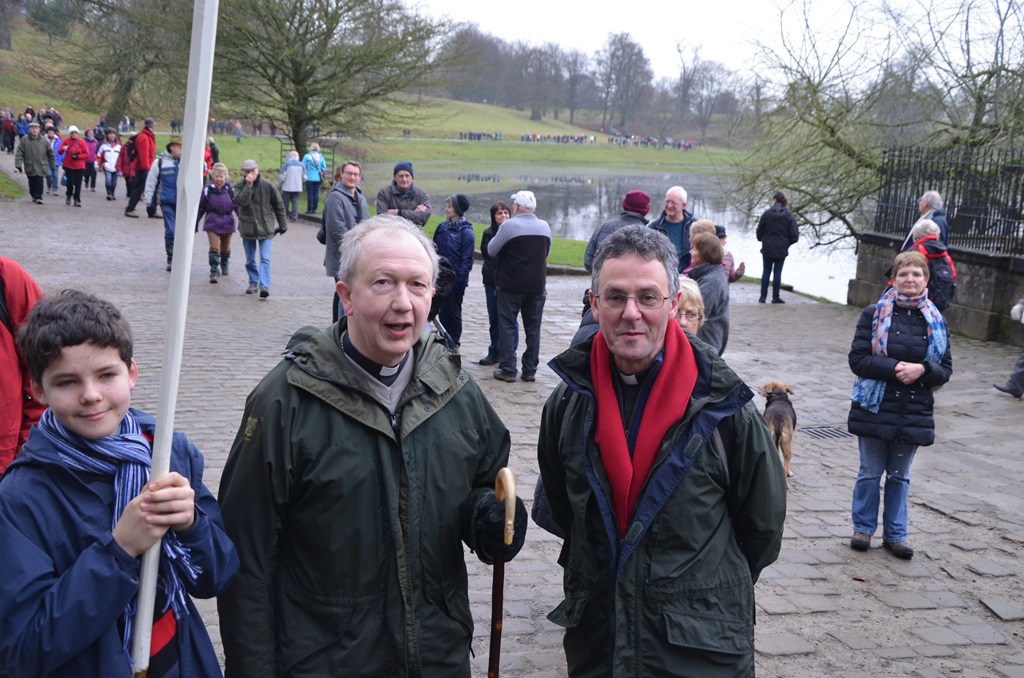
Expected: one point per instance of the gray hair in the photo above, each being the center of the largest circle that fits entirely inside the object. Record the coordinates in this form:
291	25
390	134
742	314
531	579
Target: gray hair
647	244
933	199
924	227
351	244
680	193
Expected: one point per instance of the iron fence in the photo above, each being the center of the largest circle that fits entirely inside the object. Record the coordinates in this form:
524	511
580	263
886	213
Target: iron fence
982	188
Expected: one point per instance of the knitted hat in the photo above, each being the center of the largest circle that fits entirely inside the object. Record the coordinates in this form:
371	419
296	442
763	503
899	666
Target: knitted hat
637	201
459	203
524	199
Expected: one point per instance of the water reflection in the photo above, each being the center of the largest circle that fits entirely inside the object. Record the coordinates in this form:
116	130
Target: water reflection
577	201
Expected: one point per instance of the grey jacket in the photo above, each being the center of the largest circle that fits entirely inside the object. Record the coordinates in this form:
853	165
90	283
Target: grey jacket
389	198
35	156
340	216
259	204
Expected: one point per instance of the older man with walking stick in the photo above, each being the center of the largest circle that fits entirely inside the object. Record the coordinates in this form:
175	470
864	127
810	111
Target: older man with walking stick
364	462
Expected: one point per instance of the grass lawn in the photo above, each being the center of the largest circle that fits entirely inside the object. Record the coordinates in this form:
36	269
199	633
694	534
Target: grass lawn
8	188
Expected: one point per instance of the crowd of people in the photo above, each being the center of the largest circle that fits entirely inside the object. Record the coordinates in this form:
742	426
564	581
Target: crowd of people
655	467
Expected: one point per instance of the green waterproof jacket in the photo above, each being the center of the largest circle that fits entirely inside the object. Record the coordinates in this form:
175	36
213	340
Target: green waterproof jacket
349	521
259	206
676	595
35	156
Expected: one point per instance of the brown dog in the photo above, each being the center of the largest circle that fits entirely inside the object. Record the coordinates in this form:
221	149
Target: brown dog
781	419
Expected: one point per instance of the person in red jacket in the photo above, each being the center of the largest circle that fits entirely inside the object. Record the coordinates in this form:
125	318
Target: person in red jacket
145	153
75	153
18	409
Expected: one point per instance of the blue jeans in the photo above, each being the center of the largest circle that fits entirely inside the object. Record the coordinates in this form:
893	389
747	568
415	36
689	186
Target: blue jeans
312	196
770	265
510	304
491	294
260	274
168	210
451	312
894	460
291	203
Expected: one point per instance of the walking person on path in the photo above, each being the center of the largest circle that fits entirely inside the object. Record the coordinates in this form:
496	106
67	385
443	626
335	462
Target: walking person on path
217	205
776	231
76	154
344	208
664	478
259	206
35	157
900	354
315	168
162	187
455	241
364	465
144	155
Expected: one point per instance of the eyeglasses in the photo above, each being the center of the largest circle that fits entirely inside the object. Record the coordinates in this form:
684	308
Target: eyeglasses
649	300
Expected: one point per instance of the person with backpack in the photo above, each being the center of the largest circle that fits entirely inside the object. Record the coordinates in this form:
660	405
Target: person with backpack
143	154
315	168
217	204
942	273
162	186
655	518
108	157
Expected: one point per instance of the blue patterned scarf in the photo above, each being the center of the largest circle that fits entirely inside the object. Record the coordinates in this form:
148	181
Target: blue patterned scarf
867	392
128	458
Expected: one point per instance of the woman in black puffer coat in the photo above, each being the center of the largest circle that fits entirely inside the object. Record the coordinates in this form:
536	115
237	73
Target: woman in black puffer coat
776	230
900	353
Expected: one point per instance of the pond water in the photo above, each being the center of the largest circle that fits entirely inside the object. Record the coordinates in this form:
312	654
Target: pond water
576	201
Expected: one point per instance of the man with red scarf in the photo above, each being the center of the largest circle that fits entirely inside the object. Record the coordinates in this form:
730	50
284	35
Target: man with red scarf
663	476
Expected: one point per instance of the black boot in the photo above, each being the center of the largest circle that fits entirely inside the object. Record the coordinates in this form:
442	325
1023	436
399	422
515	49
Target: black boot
214	265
# # #
● **Exercise requirements**
In the entries above, find the line containing "Expected: one point per instance of the woman". Set down that line and every line after it through the last one, exactly and alone.

● **Reply**
Expected: one point per instance of the woman in black puffer coat in the photo above, each being the center of the largest circle that fits entirely inside the object. Record the coordinates in this form:
536	115
237	73
Target: woman in black puffer coat
776	230
900	353
Expected: one point per instance of the pond water in the photo above, each being the center of the largest circle that fits entirely inside the object. Record the coordinates in this form:
312	654
Target: pond water
576	201
Expected: one point per instance of the man with red scarf in the photo above, each being the center of the largest circle that fits entirely inside the object. Record the coordinates in this form:
730	50
284	35
Target: man with red scarf
663	476
Expected: one point per instance of the black boot in the photo above, each being the center of the largest circle that fits entirely inside the object. Record the coordinates in this form:
442	325
1023	436
399	422
515	49
Target: black boot
214	265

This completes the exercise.